(Dataset records)
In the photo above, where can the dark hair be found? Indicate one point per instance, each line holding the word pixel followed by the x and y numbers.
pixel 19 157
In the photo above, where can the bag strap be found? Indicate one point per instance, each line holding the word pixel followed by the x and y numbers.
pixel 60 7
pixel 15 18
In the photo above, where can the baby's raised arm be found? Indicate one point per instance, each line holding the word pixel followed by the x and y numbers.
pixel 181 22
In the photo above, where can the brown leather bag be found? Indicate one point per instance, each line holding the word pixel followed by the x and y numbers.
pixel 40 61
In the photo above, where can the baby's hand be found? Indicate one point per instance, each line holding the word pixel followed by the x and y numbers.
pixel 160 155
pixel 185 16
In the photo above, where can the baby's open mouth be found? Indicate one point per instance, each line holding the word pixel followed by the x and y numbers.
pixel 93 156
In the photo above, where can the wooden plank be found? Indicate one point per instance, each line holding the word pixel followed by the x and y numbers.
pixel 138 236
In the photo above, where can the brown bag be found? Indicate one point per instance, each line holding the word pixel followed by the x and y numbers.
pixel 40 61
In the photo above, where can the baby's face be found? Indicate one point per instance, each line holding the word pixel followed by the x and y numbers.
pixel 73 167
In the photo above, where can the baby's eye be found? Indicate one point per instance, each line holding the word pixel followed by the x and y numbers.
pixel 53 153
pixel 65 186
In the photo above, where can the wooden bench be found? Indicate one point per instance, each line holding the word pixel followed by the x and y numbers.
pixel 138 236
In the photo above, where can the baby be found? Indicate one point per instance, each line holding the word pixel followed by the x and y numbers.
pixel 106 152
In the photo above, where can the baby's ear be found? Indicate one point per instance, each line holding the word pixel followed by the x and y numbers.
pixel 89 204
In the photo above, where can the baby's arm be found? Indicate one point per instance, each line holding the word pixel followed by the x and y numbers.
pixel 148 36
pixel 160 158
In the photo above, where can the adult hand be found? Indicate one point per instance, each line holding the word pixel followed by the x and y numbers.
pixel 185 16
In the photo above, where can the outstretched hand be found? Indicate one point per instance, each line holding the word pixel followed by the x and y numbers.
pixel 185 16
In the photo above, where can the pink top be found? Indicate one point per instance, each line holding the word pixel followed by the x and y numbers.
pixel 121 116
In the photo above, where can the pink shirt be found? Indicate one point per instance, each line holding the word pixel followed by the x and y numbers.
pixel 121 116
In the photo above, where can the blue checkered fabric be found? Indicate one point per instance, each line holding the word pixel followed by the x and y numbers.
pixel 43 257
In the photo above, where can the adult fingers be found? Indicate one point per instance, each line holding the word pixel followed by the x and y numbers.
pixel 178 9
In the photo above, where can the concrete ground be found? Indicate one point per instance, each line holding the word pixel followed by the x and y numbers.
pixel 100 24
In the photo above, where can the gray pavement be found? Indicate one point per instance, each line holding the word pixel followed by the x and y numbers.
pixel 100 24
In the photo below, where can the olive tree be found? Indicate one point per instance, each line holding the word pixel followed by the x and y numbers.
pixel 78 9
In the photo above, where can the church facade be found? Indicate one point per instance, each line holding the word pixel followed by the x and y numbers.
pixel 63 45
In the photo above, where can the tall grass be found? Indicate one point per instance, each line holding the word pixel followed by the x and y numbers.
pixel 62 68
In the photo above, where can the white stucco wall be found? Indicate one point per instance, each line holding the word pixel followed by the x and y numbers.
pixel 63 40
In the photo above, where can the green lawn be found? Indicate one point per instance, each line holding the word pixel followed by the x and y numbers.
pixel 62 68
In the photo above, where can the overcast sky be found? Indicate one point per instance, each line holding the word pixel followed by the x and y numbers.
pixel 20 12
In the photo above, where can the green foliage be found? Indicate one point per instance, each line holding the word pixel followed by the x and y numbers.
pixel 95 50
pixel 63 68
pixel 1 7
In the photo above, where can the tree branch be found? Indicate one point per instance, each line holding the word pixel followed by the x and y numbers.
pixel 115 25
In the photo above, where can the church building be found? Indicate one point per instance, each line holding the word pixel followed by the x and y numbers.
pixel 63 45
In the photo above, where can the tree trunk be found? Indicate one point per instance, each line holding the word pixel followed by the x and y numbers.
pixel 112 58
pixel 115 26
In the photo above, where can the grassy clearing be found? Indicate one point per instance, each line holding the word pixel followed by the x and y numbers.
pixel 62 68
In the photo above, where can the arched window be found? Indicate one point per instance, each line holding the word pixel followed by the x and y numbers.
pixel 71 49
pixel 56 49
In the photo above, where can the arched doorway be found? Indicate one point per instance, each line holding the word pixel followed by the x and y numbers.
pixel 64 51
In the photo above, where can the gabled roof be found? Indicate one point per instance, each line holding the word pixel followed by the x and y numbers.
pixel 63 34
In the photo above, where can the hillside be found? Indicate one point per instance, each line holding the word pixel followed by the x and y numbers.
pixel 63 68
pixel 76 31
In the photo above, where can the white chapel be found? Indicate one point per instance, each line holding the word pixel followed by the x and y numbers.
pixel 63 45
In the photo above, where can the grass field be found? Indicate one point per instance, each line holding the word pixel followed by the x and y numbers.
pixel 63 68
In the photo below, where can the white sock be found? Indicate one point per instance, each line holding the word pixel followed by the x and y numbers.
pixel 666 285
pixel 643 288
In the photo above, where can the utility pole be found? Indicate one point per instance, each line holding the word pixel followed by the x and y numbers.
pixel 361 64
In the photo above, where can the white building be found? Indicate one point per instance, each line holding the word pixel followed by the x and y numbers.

Do this = Reproduce the listing above, substituting "Mark" for every occurrence of "Indicate" and leaving all other text unchanged.

Answer for this exercise =
In the photo above, where can the dark hair be found? Mark one point per instance, each line holding the word pixel followed by the x and y numbers.
pixel 19 157
In the photo above, where can the bag strap be found? Mark one point per instance, each line holding the word pixel followed by the x and y numbers.
pixel 60 7
pixel 15 18
In the photo above, where can the baby's raised arm be found? Mark one point per instance, each line holding the word pixel followed by the x and y numbers.
pixel 181 22
In the photo above, where can the brown leather bag be found? Mark one point per instance, each line holding the word pixel followed by the x and y numbers.
pixel 40 61
In the photo above, where can the baby's hand be found? Mark one point per instance, each line holding the word pixel followed by the x and y numbers.
pixel 160 155
pixel 185 16
In the photo above, where can the baby's open mouth be found? Mark one point per instance, each line holding the word pixel followed by the x and y numbers.
pixel 93 156
In the photo above, where can the wooden plank be found? Mark one point per instance, each line holding the word pixel followed by the x and y numbers.
pixel 138 236
In the photo above, where can the brown bag be found? Mark one point per instance, each line holding the word pixel followed by the x and y numbers.
pixel 40 61
In the photo above, where can the baby's face be found? Mark one point per instance, each line holding the word pixel followed by the x and y numbers.
pixel 73 167
In the photo above, where can the baby's eye be found? Mark one point per instance, each line holding the word pixel followed by the x and y numbers.
pixel 53 153
pixel 65 186
In the photo above, where can the wooden bench be found? Mark one point per instance, each line holding the word pixel followed by the x and y numbers.
pixel 138 236
In the photo above, where can the baby be found? Mark one point per instance, each line holding the word pixel followed by the x and y numbers.
pixel 106 152
In the photo above, where can the baby's ear be found? Mark one point per instance, each line holding the word pixel followed by the x and y numbers.
pixel 89 204
In the photo above, where can the baby's arm be found? Mark one point per instance, each line holding the word pixel followed by the x and y numbers.
pixel 148 36
pixel 160 158
In the photo above, where can the adult hand be found? Mark one point per instance, each line holding the word pixel followed by the x and y numbers.
pixel 185 16
In the photo above, where can the outstretched hand be found? Mark one point per instance, each line holding the word pixel followed by the x and y numbers.
pixel 185 16
In the photo above, where can the pink top be found? Mark one point per instance, each line holding the word pixel followed by the x and y numbers.
pixel 121 116
In the photo above, where can the pink shirt be found? Mark one point per instance, each line holding the word pixel followed by the x and y numbers.
pixel 121 116
In the photo above, where can the blue checkered fabric be found? Mark one point per instance, each line holding the word pixel followed by the x and y numbers.
pixel 43 257
In the photo above, where can the adult fingers be found? Mark one point per instance, each line holding the word pixel followed by the x and y numbers.
pixel 178 9
In the photo above, where can the concrete ground be found? Mark one point per instance, each line holding the word pixel followed by the x and y numbers.
pixel 100 24
In the photo above, where can the gray pavement be found? Mark one point per instance, each line holding the word pixel followed by the x and y numbers.
pixel 100 24
In the photo below, where can the olive tree be found? Mark one point per instance, each line holding the word pixel followed by the x and y numbers.
pixel 78 9
In the photo above, where can the church facade be found? Mark one point per instance, each line holding the word pixel followed by the x and y numbers.
pixel 63 45
In the photo above, where can the tall grass be found? Mark one point per instance, each line holding the word pixel followed by the x and y numbers.
pixel 62 68
In the photo above, where can the white stucco wall be found? Mark one point per instance, each line holding the word pixel followed by the x and y numbers.
pixel 63 40
In the photo above, where can the green lawn be found? Mark one point per instance, each line holding the word pixel followed by the x and y numbers.
pixel 62 68
In the photo above, where can the overcast sky be found? Mark one point per instance, each line holding the word pixel followed by the x and y numbers.
pixel 20 12
In the photo above, where can the green foliage be found? Mark one point per instance, each line holding the word pixel followed by the x and y numbers.
pixel 95 50
pixel 63 68
pixel 1 7
In the photo above, where can the tree branch be found? Mark one point per instance, each line holding the word pixel followed by the x and y numbers.
pixel 115 25
In the photo above, where can the church building be found? Mark one point per instance, each line holding the word pixel followed by the x and y numbers.
pixel 63 45
In the photo above, where can the tree trunk be found? Mark one point per instance, each line holding the word pixel followed by the x and y numbers.
pixel 112 58
pixel 115 26
In the photo above, where can the grassy clearing be found? Mark one point per instance, each line holding the word pixel followed by the x and y numbers.
pixel 62 68
In the photo above, where can the arched window be found? Mark one point per instance, each line holding the word pixel followed by the x and y numbers.
pixel 71 49
pixel 56 49
In the photo above, where can the arched doorway be found? Mark one point per instance, each line holding the word pixel followed by the x and y numbers.
pixel 64 51
In the photo above, where can the gabled roof be found? Mark one point per instance, each line holding the word pixel followed by the x and y numbers.
pixel 63 34
In the photo above, where can the hillside be found? Mark one point per instance, each line holding the word pixel followed by the x and y numbers.
pixel 63 68
pixel 76 31
In the photo above, where can the white chapel be found? Mark one point per instance, each line holding the word pixel followed by the x and y numbers.
pixel 63 45
In the photo above, where can the grass field be found? Mark one point per instance, each line holding the word pixel followed by the x and y numbers.
pixel 63 68
In the photo below, where can the white sock be found? Mark one point per instance, each line holding the word pixel followed by the x and y numbers.
pixel 666 285
pixel 643 288
In the photo above, where can the utility pole be found? Mark one point per instance, each line holding the word pixel followed by the x and y numbers.
pixel 361 64
In the photo above, where can the white building be found? Mark one point per instance, each line holding the word pixel followed by the x and y numbers.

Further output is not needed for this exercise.